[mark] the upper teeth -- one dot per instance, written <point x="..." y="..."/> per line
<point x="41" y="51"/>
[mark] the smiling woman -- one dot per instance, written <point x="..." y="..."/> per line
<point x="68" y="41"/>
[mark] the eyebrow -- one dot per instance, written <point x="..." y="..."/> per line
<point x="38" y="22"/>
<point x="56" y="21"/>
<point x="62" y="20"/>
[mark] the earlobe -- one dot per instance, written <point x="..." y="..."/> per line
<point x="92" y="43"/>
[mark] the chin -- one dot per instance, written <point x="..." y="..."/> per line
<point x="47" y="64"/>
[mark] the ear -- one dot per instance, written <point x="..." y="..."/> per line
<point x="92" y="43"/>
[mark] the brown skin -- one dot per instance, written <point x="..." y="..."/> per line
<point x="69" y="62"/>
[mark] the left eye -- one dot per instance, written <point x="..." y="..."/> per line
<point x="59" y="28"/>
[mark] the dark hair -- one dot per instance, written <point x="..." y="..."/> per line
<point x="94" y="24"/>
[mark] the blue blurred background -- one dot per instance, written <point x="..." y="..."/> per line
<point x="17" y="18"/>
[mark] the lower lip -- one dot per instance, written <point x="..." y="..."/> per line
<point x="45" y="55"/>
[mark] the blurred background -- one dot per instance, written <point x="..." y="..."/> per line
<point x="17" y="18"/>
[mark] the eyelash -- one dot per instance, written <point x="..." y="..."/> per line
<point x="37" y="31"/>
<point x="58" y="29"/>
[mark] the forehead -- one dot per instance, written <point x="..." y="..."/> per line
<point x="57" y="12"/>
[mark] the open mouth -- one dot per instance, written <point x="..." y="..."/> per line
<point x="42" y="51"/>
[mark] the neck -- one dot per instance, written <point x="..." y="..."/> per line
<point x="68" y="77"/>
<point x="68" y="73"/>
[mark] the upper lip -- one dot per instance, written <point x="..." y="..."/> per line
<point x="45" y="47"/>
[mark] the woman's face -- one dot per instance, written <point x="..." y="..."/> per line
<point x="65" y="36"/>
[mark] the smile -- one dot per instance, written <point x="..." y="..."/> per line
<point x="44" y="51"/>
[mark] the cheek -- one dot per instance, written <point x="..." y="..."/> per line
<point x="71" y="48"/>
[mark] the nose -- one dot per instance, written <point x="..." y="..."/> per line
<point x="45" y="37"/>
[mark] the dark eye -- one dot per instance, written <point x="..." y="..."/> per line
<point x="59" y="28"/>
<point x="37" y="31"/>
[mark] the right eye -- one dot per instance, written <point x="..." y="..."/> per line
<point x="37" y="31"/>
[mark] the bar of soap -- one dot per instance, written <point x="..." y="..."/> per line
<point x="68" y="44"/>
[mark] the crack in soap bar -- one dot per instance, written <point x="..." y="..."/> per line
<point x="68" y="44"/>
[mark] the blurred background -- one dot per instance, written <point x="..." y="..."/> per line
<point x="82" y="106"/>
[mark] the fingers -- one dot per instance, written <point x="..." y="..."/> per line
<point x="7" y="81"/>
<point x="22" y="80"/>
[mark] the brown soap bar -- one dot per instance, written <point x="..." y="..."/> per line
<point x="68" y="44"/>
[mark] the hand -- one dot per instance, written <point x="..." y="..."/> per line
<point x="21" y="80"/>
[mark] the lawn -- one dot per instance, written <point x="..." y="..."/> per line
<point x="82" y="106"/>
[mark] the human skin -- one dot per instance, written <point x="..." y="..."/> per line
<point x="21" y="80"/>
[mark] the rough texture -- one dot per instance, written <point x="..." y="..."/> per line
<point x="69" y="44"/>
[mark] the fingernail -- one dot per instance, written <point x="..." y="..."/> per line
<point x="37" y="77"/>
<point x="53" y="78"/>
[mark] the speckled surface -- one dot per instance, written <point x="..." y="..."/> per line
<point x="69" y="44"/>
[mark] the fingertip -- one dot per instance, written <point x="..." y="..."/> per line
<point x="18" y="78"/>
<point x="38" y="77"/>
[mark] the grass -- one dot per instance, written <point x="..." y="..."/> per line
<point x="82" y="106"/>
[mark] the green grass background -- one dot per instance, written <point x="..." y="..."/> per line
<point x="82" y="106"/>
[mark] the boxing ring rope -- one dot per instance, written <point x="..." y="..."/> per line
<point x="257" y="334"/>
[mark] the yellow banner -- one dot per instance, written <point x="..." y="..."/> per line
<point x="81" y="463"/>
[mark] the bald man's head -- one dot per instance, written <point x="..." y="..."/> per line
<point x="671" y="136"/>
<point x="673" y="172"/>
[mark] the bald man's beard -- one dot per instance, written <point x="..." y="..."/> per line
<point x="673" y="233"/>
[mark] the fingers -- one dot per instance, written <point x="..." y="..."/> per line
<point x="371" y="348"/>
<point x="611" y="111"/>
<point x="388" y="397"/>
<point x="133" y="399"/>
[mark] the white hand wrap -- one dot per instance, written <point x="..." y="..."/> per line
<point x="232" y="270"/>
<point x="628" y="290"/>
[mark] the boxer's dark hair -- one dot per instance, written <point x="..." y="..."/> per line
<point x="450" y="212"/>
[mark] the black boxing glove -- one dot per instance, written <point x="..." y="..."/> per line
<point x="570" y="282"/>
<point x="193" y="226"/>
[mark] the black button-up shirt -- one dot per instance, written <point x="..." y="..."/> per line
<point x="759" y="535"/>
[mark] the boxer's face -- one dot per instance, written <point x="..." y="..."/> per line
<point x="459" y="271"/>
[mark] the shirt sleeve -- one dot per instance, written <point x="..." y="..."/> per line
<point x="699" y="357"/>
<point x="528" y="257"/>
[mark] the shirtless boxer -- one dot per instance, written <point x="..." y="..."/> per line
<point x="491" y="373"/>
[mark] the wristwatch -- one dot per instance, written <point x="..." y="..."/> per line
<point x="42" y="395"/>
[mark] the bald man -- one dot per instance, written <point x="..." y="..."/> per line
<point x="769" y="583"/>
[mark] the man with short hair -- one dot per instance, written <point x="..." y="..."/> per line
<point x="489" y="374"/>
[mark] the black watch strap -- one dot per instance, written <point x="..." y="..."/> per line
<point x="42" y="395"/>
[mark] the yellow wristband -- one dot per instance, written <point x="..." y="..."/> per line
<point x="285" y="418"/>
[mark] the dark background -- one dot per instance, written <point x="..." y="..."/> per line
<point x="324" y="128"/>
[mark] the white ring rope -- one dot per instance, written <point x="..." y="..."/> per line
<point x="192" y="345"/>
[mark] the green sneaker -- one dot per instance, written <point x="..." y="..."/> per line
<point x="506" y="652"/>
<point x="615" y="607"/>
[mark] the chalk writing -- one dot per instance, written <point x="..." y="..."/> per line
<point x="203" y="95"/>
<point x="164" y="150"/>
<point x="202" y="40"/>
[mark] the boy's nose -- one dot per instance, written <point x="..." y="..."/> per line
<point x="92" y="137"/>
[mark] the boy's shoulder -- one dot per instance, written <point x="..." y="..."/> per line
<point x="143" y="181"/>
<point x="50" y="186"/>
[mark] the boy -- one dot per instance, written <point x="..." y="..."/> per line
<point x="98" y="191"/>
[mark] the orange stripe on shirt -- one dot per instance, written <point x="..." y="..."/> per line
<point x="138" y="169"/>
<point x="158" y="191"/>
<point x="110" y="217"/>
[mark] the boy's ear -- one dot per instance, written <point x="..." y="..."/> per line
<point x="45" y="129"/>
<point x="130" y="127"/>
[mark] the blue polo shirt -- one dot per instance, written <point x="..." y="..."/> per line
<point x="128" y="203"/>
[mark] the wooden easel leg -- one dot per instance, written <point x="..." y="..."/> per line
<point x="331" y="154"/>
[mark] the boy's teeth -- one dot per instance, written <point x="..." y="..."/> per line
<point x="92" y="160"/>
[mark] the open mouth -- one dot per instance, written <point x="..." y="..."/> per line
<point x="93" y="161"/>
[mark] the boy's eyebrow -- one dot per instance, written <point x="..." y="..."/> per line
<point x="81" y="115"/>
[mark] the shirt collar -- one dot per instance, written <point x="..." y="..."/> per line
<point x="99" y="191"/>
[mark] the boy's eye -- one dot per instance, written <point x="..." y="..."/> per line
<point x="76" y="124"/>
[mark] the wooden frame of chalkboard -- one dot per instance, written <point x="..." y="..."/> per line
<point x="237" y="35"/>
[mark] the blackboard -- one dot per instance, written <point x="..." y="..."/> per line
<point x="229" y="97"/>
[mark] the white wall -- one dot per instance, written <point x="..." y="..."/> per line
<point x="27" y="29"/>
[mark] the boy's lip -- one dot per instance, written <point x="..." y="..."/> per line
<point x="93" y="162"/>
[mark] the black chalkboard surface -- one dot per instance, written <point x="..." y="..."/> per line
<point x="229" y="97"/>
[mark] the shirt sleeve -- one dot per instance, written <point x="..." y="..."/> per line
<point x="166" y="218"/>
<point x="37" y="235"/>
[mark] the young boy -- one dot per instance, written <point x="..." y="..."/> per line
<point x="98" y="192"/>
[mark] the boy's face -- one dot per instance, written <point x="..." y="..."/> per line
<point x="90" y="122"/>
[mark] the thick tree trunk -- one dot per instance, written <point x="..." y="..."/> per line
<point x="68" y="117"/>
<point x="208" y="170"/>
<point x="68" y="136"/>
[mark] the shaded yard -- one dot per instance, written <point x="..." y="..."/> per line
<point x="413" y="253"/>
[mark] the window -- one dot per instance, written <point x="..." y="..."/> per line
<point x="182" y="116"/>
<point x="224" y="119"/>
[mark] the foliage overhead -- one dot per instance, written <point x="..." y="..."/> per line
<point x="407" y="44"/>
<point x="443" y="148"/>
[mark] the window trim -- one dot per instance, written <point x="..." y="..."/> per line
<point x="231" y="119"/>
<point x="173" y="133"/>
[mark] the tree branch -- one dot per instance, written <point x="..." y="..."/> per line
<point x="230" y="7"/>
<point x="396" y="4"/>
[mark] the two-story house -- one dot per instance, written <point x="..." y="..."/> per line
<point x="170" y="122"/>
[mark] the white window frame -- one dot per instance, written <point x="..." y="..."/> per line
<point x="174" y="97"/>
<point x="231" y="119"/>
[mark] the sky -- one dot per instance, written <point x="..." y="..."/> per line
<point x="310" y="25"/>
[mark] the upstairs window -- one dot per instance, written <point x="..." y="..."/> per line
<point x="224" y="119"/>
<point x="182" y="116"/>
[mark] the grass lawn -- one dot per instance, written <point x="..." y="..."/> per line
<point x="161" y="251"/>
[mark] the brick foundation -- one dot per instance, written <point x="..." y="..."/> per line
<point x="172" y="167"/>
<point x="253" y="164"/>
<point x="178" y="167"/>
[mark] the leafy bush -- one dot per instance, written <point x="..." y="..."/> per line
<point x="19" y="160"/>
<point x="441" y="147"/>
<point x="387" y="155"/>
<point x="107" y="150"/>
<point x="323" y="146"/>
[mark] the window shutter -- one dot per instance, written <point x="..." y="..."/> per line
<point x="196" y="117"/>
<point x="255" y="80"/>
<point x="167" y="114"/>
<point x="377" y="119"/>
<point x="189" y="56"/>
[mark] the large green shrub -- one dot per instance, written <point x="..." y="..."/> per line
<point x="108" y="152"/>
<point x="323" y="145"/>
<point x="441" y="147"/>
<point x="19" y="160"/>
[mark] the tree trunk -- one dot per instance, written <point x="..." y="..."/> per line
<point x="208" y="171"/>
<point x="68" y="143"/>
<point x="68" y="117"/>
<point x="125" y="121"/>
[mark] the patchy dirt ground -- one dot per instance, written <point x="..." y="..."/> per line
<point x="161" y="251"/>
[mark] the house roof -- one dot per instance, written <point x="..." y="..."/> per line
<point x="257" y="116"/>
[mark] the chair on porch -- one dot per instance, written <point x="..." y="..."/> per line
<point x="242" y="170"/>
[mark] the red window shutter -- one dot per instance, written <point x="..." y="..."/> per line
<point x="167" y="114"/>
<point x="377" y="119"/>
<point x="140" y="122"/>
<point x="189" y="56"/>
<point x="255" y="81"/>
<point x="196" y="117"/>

■ Written exercise
Find the line that contains "[mark] the upstairs". Repeat it and every line after it, exactly as written, up to and including the last line of the records above.

■ Reply to the exercise
[mark] the upstairs window -- one dot per instance, written <point x="..." y="..."/> per line
<point x="224" y="119"/>
<point x="182" y="116"/>
[mark] the grass lawn -- one dot per instance, written <point x="..." y="..."/> per line
<point x="161" y="251"/>
[mark] the brick foundation -- one dot per instance, written <point x="..." y="..."/> per line
<point x="172" y="167"/>
<point x="253" y="164"/>
<point x="178" y="167"/>
[mark] the leafy bush -- one dot per instance, written <point x="..." y="..."/> per line
<point x="19" y="160"/>
<point x="441" y="147"/>
<point x="387" y="155"/>
<point x="107" y="150"/>
<point x="323" y="146"/>
[mark] the window shutter -- one dot per instance, written <point x="..." y="..."/> per line
<point x="196" y="117"/>
<point x="255" y="80"/>
<point x="167" y="114"/>
<point x="377" y="119"/>
<point x="189" y="56"/>
[mark] the large green shrub -- one dot per instance, written <point x="..." y="..."/> per line
<point x="108" y="152"/>
<point x="323" y="145"/>
<point x="441" y="147"/>
<point x="19" y="160"/>
[mark] the tree trunk -- one dot per instance, written <point x="..." y="..."/> per line
<point x="208" y="171"/>
<point x="68" y="143"/>
<point x="68" y="117"/>
<point x="125" y="121"/>
[mark] the patchy dirt ground -- one dot per instance, written <point x="..." y="..."/> per line
<point x="161" y="251"/>
[mark] the house roof -- one dot per instance, written <point x="..." y="..."/> per line
<point x="257" y="116"/>
[mark] the chair on porch -- one dot per instance, written <point x="..." y="..."/> per line
<point x="242" y="170"/>
[mark] the red window shutter -- one dot per instance, written <point x="..." y="..."/> per line
<point x="167" y="114"/>
<point x="377" y="119"/>
<point x="140" y="122"/>
<point x="189" y="56"/>
<point x="255" y="81"/>
<point x="196" y="117"/>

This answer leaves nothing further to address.